Réalisation d'un lest en fonte



Faire son lest
Aprés avoir résolu les problèmes de plan, de technique, de matériau de sa coque, l’amateur est confronté assez vite au problème du lest.
Certains empilent des gueuses de plomb dans une forme en acier, noyé dans la résine, ça marche. En acier inox, ça peut être superbe, mais la technique classique reste le lest rapporté coulé en fonte ( moins cher qu’ en plomb, la perte de performance est faible). C’est la solution que j’ai adopté en refaisant la quille du « Vardes » en 94.

Il faut successivement :

  • Faire un plan correspondant a la masse, surface de dérive et fixation prévue
  • L’adapter aux conseils du fondeur pour faire un moule male (un « modèle »)
  • Faire cette forme en bois
  • Expédier au fondeur et prier que tout se passe bien
  • Trouver un transporteur et un grutier à l’arrivée.
  • Poser le lest sous la coque

  • La technique
    La technique de fonderie est celle du moule perdu en sable. C’est très beau a voir, ne manquez pas de visiter la fonderie au moment de la négociation, et si possible de la coulée de votre lest !
    A partir du modèle, le fondeur tasse du sable spécial (réfractaire et adhésif) autour dans deux chassis, retire le modèle, réajuste les petits défauts, en ajoutant des trous et entonnoirs de coulée. Une poche de quelques tonnes en fusion a 1000° est coulée dans les chassis, avec jets de flammes par tout les trous (ouahh !, là c’est beau)
    Reste à démouler, corriger les bavures et usiner les filetages de fixation.

    Avant de faire un plan, vérifiez si par hasard votre lest ne correspond pas à un bateau existant ! car là il suffit de passer commande au fondeur qui a déjà le modèle (pas au chantier).Attention, avec un lest standard, vous devez adapter la coque au lest et non l’inverse : il faut y penser dés le plan de coque.

### TRAVAUX ÉCRITS
1 > D'après le texte sur le lest en fonte, quelle technique de fonderie sert à couler le lest ?
2 > Prolongez le texte sur le lest en fonte au-delà de sa dernière phrase.
Les données n'interviennent en rien ici.

### DONNÉES ENREGISTRÉES

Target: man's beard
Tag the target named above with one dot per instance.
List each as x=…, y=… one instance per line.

### RÉPONSES ATTENDUES
1 > La technique du moule perdu en sable.

2 >
    On peut couler « à plat » entre deux chassis symétriques (cas des lests courants) ou en vertical si la forme le permet (lest en saumon),
    Le problème essentiel est le démoulage du modèle en bois dans les chassis de sable, sans casser le sable. Pensez a un paté de sable de votre enfance et vous aurez compris tout le problème (le sable de fonderie est un peu plus adhésif que le sable humide et on ajoute un enduit qui aide, mais en gros c’est pareil) Il faut des dépouilles de 5 à 10% dans le sens de démoulage, selon les conseils du fondeur.

    Une autre technique, si le fondeur a l’habitude, c’est le modèle perdu en mousse dure (de polyurethane quelque chose) la forme est beaucoup plus libre, mais on n’a droit qu’à un lest par modèle. La mousse brûle et disparaît totalement a la coulée .

    Je ne détaille que la technique « a plat » en modèle bois, que j’ai utilisé. Un très bon article qui m’a guidé est celui de loisirs nautique sur la conception de « jojo » de 93. Mon bateau était aussi en CP collé, donc beaucoup de trucs s’appliquaient.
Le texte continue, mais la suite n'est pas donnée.